*** EXTRACT TO READ ***

In continuing with the November 12th post, I would like to first say thank you to the LGBT crowd and “tolerance” supporters for the hate mail /comments. Tell me again how I am the hate-filled one? Despite your pathetic threats, today I’d like to address the transgender and sex reassignment issue.
I grew up with a girl who believed with all of her heart that she was a boy. It was confusing for me as a young child. She called herself a boy, dressed like a boy, farted like a boy and played with toys that boys play with. Even though I knew for a fact that she was like me, I started to buy into it. We used to play together a lot and at one point I realized I had a crush on her. That was very confusing for me, so much in fact that I stopped having play-dates with her. Years and years later I met her again. She was not a “boy” anymore. She was beautiful, athletic, all-woman and proud of it. I actually (rudely) asked her if she still thought she was a “boy.” Laughing she assured me that was her “weirdo,” phase.
In college I met a really witty girl in one of my boring classes. For her sake we’ll call her Laura. We would hang out for hours after class and eventually we became friends. I was perplexed when one day my husband met her for the first time. “That’s a dude Ellery,” were the first words out of his mouth as she walked away. I insisted he was wrong but from that point started to notice very peculiar things about Laura; there was a certain masculinity about her. Eventually she started dating the boy that sat behind her in class. A few weeks later he broke up with her. I had no clue what was going on until she pulled me aside after class and asked if she could trust me. She told me about her sex reassignment surgery and poured out all of the pain and suffering it had caused her. Suicide was on the table and she (I will now refer to as “he”) was devastated about this boy. They had become sexually involved. I asked him if the boy had been informed about the surgery. He had not. From that day forward I began to reach out any help I could provide for my regretful friend. Unfortunately he continued to have sexual relationships with other men without disclosing his true gender to them and this dishonesty eventually dissolved our friendship.

*** End of EXTRACT TO READ ***
*** SUPPLIED ENTRIES ***

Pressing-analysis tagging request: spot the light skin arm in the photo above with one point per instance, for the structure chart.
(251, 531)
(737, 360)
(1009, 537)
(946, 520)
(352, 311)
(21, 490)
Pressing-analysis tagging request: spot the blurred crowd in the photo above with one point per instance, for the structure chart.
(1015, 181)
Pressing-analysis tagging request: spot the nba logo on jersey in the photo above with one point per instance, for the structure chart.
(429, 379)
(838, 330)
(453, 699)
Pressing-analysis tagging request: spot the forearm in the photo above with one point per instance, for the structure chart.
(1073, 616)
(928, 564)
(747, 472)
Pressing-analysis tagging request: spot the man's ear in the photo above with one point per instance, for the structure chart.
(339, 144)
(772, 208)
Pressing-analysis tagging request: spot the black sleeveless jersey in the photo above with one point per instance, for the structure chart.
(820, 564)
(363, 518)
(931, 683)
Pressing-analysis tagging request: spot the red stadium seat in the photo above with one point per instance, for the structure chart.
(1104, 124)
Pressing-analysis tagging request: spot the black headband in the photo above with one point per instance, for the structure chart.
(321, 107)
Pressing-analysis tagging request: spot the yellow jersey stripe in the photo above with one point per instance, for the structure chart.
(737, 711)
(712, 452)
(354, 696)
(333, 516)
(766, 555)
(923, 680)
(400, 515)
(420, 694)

*** End of SUPPLIED ENTRIES ***
*** SUPPLIED ENTRIES ***

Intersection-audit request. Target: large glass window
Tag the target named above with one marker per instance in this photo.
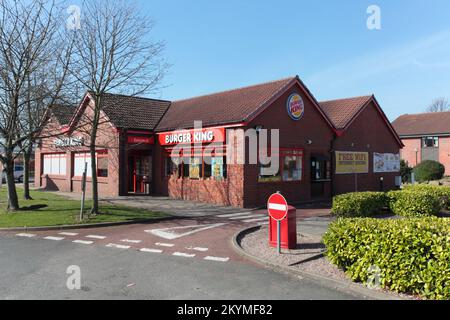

*** End of SUPPLIED ENTRIES ***
*** SUPPLIED ENTRIES ***

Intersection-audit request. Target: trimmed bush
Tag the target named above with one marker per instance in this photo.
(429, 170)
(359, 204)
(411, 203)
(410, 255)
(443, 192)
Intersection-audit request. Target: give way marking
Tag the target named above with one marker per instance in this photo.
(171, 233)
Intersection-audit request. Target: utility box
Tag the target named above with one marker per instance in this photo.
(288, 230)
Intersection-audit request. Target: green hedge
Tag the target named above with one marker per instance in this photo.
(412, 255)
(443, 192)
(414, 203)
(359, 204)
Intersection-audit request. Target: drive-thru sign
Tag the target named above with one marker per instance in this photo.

*** End of SUPPLIED ENTRIES ***

> **WHAT TO DO**:
1. In the blog post, list each thing the girl the writer grew up with did, as the sentence starting "She called herself a boy" names them.
2. From the blog post, extract the passage that opens with the words containing "In continuing with" and closes with "sex reassignment issue.".

> **ANSWER LIST**:
1.
- called herself a boy
- dressed like a boy
- farted like a boy
- played with toys that boys play with

2.
In continuing with the November 12th post, I would like to first say thank you to the LGBT crowd and “tolerance” supporters for the hate mail /comments. Tell me again how I am the hate-filled one? Despite your pathetic threats, today I’d like to address the transgender and sex reassignment issue.